* DIRECTIVE: Return only the lines starting at the line that contains "Target: bicycle handlebar" and ending with the final line of the listing; include both endpoints.

* INPUT FOR THIS TASK:
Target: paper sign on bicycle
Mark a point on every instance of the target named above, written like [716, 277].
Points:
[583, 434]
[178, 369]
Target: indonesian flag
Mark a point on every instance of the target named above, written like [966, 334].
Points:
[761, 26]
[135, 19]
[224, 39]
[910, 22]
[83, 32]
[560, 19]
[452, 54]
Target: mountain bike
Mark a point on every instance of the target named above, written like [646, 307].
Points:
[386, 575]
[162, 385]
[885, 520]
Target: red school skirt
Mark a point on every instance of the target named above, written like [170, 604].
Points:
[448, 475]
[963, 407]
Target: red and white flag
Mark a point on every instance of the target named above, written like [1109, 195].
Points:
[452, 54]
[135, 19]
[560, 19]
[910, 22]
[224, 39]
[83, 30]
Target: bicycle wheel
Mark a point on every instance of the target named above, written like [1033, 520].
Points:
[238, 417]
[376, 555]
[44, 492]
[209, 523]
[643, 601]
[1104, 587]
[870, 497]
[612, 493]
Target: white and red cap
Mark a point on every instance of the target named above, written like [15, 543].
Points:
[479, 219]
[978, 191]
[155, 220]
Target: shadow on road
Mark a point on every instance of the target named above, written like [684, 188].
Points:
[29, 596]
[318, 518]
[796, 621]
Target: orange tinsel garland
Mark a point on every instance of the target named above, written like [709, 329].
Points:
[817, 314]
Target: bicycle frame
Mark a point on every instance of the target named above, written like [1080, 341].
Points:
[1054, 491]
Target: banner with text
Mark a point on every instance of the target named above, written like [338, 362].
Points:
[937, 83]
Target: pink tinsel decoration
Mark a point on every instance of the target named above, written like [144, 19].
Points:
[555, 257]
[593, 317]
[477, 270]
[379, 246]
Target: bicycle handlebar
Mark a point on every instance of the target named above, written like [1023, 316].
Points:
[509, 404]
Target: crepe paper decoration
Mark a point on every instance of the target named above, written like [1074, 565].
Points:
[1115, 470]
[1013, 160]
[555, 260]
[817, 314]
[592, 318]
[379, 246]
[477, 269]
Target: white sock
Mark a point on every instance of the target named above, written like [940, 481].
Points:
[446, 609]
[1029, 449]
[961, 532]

* EXPECTED OUTPUT:
Target: bicycle handlebar
Mark a point on every instance of the target named above, written like [1023, 316].
Points:
[509, 404]
Target: crepe paper decoration
Mark a point on every instance of the target named above, written like [1074, 565].
Points:
[1115, 470]
[1013, 160]
[555, 260]
[817, 314]
[592, 318]
[379, 246]
[477, 269]
Target: white sock
Mark a point on every instance of the target named above, written like [940, 481].
Points:
[446, 609]
[1029, 449]
[961, 532]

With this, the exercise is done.